Exercise objective
Retype precisely the section of the data that starts at the line containing "det: pointed spire" and runs to its final line, ends included.

-- Begin Material for this exercise --

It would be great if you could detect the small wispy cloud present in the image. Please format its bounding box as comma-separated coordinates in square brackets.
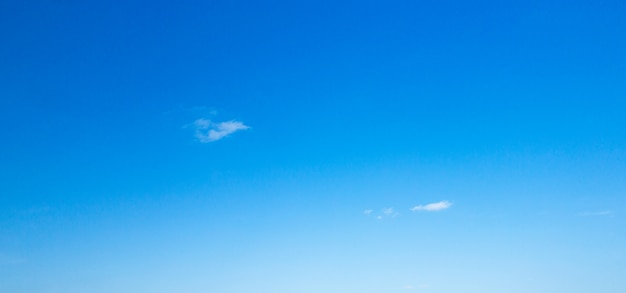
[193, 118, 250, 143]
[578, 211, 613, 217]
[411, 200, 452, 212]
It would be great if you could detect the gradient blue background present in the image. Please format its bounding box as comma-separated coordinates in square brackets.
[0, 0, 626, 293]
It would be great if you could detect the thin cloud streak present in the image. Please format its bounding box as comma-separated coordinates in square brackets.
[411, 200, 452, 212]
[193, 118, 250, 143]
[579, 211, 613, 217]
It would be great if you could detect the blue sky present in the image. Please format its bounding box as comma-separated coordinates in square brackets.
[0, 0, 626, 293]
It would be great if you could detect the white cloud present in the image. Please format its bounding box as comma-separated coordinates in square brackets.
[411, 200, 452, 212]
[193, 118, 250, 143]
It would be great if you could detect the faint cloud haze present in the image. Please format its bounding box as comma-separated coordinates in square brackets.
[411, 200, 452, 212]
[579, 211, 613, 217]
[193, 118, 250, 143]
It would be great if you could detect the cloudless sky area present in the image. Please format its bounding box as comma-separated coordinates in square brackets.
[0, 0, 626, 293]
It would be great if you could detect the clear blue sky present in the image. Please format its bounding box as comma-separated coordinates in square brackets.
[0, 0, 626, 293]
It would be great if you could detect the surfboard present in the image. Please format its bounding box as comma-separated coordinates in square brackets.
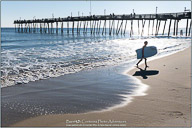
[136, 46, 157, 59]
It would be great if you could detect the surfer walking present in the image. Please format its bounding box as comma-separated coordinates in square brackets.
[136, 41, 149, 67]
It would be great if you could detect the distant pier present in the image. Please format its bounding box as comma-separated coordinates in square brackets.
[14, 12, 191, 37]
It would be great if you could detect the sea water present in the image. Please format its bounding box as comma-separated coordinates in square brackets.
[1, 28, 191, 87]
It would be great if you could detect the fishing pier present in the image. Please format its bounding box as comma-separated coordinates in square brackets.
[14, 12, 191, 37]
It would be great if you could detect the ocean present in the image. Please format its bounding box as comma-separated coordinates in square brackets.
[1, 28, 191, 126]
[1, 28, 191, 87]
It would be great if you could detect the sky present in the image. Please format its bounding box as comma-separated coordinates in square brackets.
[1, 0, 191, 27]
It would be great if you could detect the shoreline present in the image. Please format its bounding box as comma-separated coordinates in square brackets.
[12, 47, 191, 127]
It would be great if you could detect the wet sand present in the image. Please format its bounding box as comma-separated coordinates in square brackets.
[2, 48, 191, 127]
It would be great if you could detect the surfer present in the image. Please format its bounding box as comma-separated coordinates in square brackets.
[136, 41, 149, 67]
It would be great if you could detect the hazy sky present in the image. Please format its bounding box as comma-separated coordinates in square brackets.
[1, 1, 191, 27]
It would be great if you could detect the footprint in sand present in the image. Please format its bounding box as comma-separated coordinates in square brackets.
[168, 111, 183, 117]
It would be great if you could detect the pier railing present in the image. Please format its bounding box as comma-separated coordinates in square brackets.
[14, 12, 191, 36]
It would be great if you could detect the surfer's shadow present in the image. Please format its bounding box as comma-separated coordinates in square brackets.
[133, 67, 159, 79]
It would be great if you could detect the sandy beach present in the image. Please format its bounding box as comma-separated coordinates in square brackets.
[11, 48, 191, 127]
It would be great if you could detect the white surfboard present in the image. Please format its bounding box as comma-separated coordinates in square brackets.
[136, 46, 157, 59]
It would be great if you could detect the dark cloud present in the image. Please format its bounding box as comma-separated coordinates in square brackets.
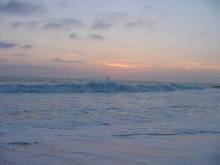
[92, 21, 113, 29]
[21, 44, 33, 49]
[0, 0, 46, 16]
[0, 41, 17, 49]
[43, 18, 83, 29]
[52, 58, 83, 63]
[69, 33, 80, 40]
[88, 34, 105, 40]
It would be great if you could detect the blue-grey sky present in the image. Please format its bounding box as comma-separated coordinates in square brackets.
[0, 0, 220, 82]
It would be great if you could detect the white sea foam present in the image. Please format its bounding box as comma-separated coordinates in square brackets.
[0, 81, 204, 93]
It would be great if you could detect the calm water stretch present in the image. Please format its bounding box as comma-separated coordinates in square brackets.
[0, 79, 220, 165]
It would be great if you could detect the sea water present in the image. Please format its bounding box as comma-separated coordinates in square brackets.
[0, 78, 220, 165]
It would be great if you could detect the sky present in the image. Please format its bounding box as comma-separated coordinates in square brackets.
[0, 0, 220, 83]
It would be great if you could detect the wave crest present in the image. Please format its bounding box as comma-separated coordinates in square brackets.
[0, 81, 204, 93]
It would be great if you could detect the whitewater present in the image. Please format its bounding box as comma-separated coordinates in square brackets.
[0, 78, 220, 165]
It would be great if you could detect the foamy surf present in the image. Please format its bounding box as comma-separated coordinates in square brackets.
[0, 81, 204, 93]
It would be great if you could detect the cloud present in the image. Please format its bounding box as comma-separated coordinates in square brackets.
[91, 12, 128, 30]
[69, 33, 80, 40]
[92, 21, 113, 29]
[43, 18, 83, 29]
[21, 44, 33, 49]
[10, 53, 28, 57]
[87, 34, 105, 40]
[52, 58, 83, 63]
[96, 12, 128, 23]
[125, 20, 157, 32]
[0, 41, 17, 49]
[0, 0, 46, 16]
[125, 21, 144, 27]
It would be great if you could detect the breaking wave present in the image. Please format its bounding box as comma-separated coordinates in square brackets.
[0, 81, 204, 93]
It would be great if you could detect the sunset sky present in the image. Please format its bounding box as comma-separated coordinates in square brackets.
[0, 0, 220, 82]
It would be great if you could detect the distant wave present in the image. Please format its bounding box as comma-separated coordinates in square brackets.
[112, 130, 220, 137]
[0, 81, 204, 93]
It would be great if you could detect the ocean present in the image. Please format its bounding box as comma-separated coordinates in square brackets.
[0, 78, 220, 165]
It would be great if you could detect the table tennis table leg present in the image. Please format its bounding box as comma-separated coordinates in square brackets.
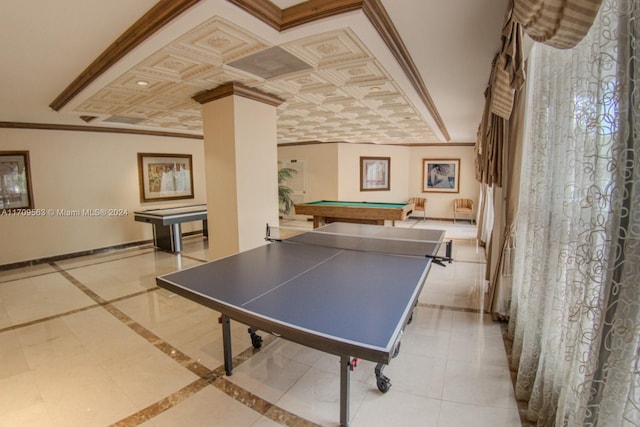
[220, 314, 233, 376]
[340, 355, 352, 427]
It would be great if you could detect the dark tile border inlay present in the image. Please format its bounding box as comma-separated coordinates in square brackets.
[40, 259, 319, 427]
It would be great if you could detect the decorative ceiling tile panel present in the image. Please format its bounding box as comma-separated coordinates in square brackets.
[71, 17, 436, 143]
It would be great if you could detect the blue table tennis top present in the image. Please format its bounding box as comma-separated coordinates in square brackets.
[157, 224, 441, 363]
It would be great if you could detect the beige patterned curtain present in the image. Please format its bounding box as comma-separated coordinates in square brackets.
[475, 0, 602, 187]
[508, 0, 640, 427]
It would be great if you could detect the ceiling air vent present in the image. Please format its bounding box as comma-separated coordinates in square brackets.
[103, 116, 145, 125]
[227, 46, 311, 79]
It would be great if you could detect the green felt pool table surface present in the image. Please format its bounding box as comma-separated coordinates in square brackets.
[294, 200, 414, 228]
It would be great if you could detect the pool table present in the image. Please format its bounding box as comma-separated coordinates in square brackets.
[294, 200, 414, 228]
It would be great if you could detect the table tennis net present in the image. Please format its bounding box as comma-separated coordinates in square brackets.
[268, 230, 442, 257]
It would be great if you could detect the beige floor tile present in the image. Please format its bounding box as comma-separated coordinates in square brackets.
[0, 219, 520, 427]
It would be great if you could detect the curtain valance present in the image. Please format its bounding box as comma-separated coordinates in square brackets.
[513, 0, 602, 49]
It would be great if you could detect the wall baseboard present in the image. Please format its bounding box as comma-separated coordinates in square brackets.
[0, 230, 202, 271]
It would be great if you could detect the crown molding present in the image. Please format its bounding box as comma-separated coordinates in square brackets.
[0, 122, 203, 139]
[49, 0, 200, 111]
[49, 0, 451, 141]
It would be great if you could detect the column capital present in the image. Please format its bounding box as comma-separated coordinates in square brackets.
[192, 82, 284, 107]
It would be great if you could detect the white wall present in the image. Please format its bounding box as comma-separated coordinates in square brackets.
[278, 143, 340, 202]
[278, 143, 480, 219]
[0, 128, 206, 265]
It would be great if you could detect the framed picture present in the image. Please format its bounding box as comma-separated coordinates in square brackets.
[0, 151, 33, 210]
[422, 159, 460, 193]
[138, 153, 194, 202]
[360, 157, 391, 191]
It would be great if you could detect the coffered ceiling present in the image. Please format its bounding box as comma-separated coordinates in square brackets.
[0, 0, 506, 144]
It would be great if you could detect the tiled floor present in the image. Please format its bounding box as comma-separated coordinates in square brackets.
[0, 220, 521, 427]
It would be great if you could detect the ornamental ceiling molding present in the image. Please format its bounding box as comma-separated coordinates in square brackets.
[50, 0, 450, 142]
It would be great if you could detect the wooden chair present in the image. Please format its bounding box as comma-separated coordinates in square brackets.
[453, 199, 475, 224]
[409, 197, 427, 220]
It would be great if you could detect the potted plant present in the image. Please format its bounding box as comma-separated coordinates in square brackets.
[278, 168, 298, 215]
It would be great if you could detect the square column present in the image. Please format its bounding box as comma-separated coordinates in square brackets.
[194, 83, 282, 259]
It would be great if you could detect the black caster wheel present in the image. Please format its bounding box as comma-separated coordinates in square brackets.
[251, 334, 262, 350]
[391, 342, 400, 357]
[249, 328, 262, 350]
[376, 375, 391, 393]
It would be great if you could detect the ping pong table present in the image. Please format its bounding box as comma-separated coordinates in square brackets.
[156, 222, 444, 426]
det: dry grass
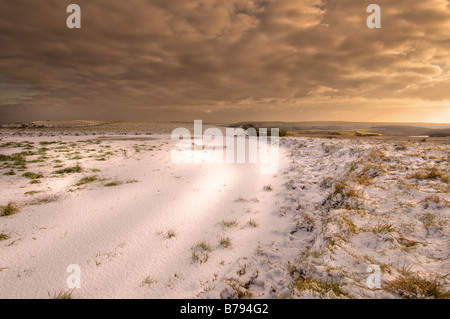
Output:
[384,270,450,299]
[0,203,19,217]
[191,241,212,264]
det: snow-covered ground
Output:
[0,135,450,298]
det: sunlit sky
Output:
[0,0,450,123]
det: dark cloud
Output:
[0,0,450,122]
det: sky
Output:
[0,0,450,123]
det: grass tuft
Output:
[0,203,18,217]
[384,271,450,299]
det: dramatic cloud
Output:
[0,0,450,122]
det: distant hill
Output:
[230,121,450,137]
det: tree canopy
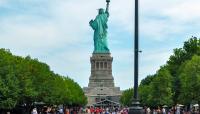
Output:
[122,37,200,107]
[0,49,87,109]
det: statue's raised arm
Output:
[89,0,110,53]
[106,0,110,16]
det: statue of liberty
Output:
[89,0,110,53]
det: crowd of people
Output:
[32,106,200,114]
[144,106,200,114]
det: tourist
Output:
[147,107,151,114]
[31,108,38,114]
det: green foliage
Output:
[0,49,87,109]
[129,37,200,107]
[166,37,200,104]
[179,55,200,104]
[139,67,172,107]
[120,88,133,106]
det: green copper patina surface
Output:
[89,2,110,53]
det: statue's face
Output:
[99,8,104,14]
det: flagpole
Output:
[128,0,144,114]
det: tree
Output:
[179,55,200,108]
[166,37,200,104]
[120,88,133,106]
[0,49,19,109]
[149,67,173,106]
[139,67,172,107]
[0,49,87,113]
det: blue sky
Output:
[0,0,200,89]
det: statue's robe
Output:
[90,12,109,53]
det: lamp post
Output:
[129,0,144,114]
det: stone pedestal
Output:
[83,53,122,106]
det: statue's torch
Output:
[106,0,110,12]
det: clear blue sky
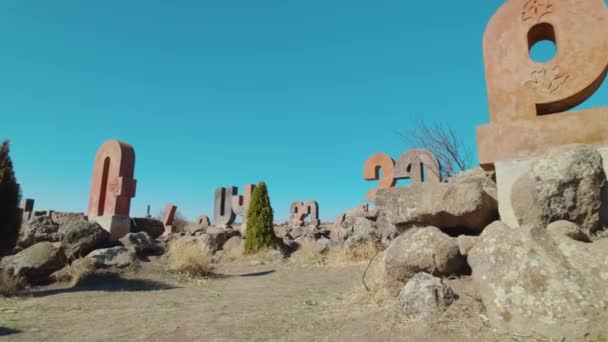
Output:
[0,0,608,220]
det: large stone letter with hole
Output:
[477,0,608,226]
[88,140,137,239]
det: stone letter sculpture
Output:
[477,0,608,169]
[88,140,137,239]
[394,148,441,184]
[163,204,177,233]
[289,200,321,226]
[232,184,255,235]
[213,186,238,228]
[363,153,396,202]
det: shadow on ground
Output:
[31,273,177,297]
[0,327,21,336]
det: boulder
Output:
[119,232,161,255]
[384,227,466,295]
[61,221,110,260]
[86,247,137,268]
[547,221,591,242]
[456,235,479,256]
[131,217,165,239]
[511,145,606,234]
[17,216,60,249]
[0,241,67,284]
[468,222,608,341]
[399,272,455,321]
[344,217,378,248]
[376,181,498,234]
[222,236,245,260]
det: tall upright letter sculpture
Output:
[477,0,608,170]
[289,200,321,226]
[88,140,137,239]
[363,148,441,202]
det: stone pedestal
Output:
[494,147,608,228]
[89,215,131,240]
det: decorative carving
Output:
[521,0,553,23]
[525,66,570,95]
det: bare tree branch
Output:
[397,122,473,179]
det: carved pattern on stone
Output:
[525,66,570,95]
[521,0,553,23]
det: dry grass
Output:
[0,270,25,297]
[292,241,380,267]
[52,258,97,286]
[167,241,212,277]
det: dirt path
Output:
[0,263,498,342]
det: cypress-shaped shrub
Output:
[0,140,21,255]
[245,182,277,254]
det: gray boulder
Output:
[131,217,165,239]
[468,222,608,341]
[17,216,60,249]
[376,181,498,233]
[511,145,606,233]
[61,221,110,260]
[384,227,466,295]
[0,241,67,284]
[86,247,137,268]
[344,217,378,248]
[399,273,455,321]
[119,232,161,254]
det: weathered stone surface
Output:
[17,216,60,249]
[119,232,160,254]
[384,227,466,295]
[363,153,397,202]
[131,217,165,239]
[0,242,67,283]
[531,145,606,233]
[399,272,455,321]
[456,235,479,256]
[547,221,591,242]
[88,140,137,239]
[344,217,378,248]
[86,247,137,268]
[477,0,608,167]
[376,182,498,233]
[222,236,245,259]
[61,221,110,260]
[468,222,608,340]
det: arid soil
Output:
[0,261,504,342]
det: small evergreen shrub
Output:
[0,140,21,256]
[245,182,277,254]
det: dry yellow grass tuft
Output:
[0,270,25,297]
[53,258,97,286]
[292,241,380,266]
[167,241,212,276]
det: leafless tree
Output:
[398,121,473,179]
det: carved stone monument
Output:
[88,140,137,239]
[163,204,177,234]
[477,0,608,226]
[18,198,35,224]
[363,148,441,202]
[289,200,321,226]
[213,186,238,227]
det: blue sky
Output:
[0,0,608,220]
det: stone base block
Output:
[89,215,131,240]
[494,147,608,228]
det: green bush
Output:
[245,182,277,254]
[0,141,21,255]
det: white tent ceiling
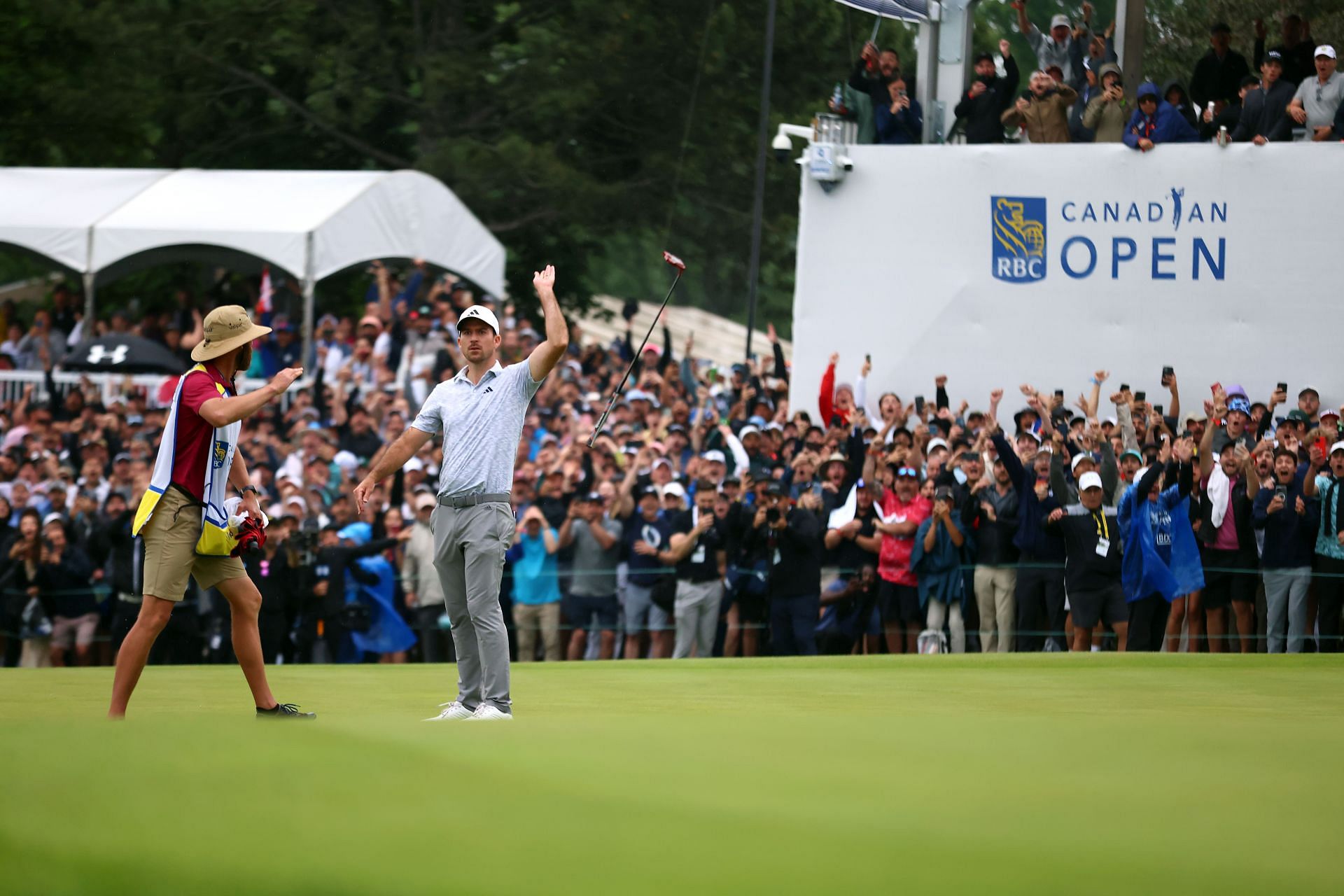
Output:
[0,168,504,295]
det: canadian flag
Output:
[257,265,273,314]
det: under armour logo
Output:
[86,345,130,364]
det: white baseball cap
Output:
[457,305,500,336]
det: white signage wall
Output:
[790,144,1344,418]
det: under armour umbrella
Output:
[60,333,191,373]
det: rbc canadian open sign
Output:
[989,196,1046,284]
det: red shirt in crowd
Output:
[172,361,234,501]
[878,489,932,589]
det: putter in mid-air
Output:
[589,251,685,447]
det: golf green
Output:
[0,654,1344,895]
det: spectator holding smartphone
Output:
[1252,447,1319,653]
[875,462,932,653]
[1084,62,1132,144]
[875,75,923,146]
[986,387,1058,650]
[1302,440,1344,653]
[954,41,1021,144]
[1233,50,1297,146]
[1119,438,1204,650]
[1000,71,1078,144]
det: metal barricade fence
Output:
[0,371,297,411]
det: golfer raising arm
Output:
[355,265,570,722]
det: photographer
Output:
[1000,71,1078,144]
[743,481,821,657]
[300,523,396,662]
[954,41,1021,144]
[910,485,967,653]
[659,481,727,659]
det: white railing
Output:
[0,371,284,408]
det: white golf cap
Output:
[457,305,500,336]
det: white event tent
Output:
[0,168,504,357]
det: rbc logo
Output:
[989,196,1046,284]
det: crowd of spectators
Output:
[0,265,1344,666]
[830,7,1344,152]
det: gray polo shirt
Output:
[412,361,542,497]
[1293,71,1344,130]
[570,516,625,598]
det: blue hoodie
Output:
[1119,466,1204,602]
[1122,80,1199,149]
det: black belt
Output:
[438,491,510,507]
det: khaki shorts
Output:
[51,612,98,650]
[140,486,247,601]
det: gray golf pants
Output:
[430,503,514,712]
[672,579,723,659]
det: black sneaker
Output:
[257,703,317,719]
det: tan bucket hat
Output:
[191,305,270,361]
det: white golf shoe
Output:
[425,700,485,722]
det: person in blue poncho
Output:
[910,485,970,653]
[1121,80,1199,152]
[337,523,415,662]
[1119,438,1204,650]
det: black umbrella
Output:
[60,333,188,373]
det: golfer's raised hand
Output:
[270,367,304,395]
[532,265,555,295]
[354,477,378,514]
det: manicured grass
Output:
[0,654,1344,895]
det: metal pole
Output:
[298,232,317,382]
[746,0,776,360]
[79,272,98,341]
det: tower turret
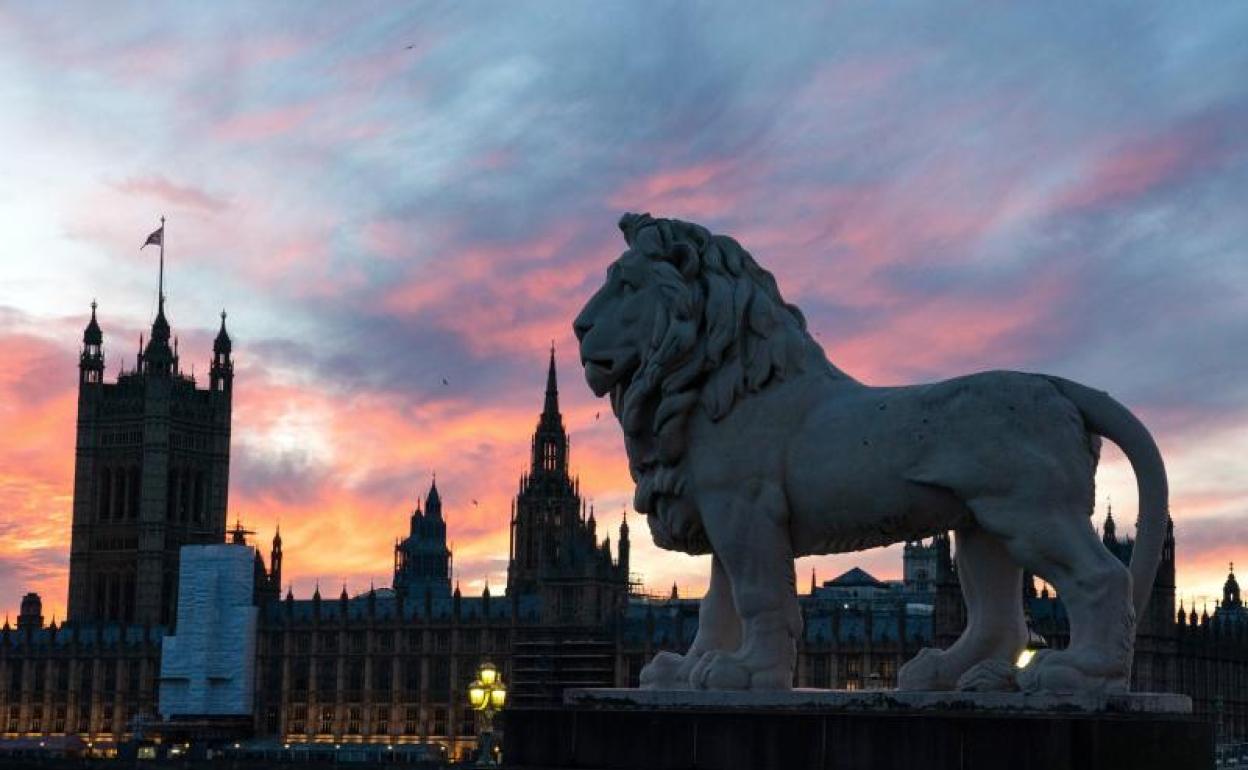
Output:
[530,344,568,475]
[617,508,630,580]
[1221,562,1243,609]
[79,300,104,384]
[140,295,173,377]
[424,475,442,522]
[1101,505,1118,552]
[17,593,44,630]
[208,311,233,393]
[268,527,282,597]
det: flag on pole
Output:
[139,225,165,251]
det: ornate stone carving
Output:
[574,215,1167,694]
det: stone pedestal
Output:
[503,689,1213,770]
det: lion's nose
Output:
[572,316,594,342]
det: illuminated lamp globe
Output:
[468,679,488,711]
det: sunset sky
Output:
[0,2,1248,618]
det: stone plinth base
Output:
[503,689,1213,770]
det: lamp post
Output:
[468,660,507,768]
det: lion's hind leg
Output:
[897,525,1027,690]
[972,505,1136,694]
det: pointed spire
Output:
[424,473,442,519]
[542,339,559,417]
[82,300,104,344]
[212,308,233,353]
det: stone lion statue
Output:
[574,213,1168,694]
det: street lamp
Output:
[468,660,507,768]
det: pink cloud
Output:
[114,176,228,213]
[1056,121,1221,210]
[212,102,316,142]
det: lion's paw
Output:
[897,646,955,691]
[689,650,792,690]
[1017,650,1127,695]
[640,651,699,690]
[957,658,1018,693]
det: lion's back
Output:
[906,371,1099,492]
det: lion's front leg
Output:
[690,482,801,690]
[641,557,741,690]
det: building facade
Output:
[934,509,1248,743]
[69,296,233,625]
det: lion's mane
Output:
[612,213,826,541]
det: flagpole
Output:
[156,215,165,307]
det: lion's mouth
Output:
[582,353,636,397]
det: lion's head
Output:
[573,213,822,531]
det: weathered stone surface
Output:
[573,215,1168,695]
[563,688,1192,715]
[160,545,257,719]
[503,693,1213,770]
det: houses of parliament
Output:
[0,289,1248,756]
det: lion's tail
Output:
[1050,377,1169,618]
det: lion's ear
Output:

-- End Material for this exercise --

Expected answer
det: pointed spire
Output:
[424,473,442,519]
[542,339,559,417]
[82,300,104,344]
[212,308,233,353]
det: stone lion statue
Output:
[574,213,1168,694]
det: street lamp
Output:
[468,660,507,768]
det: pink cloud
Output:
[114,176,228,213]
[1056,121,1221,210]
[212,102,316,142]
det: lion's paw
Output:
[897,646,955,691]
[689,650,792,690]
[1017,650,1127,695]
[640,651,699,690]
[957,658,1018,693]
det: lion's back
Output:
[906,371,1099,492]
det: lion's front leg
Output:
[690,482,801,690]
[641,557,741,690]
det: building facade
Output:
[934,509,1248,743]
[69,296,233,625]
det: lion's mane
Output:
[612,213,826,541]
det: flagpole
Output:
[156,215,165,307]
det: lion's mouth
Output:
[582,353,636,397]
det: lion's head
Output:
[573,213,822,531]
det: weathered stone surface
Output:
[573,215,1168,695]
[563,688,1192,715]
[160,545,257,719]
[503,693,1213,770]
det: houses of parliament
Output:
[0,289,1248,756]
det: lion's tail
Output:
[1050,377,1169,618]
det: lion's ear
Output:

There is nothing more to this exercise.